Data section section start

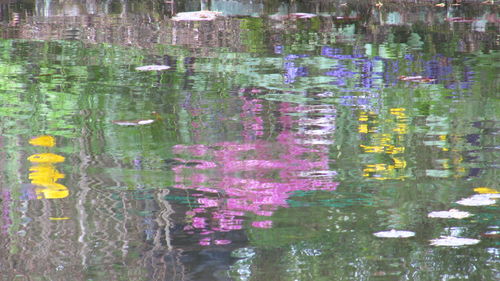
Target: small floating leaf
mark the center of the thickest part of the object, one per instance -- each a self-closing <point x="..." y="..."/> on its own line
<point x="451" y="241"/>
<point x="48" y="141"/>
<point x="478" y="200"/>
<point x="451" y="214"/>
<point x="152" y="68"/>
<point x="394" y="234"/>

Data section section end
Data section section start

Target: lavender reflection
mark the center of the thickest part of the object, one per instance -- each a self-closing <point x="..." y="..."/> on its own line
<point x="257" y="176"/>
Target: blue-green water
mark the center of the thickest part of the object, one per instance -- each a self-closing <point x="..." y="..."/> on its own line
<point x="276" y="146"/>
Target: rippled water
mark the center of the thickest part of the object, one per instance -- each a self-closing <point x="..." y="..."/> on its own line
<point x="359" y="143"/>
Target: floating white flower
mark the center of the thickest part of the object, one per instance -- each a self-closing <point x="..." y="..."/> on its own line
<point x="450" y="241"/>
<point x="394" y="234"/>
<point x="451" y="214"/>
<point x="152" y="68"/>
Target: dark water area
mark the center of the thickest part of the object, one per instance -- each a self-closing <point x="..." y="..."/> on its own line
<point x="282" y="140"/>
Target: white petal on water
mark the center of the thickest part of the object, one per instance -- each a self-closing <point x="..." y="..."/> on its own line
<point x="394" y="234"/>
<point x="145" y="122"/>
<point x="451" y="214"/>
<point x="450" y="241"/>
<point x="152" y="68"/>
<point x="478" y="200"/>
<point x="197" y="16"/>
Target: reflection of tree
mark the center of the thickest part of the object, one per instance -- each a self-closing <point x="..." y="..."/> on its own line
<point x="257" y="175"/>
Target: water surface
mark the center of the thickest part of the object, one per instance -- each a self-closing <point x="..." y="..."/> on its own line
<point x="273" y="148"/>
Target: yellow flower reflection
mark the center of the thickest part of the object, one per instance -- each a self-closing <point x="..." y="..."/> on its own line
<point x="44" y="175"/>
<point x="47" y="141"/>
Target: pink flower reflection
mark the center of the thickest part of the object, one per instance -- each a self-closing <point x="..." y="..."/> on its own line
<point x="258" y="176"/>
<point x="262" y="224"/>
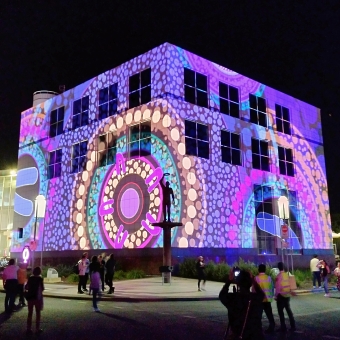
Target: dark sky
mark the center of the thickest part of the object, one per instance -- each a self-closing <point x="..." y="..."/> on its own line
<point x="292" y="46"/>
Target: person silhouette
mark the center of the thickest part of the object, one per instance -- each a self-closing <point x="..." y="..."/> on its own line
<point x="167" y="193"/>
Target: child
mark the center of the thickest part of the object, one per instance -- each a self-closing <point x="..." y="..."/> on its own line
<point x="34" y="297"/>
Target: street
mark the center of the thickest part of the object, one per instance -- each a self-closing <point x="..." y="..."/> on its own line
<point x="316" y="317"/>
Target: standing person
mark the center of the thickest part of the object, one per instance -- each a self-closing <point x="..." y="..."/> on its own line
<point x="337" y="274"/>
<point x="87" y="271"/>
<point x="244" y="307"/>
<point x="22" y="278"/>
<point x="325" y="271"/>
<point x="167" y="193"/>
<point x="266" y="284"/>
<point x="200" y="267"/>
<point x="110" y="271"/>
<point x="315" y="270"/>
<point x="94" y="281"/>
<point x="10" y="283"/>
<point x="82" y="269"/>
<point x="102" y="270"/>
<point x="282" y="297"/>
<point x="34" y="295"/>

Data section section end
Data section section start

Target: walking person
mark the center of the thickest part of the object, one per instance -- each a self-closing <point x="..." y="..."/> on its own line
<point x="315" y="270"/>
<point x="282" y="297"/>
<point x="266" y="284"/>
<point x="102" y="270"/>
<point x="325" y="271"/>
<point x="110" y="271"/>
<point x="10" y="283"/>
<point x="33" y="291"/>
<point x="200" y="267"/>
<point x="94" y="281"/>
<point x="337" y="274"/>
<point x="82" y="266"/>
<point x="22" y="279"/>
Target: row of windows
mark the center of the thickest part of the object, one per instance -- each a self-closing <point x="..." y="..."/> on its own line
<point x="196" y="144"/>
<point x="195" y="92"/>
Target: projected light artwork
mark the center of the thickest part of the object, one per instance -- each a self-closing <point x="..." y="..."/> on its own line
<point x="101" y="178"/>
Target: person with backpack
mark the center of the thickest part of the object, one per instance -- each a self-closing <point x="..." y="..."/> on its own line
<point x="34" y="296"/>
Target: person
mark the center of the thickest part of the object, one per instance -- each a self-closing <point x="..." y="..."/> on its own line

Data section section end

Aim of the exercise
Examine the records and report how many lines contain the string "reflection". Only the number should be given.

Result of the task
4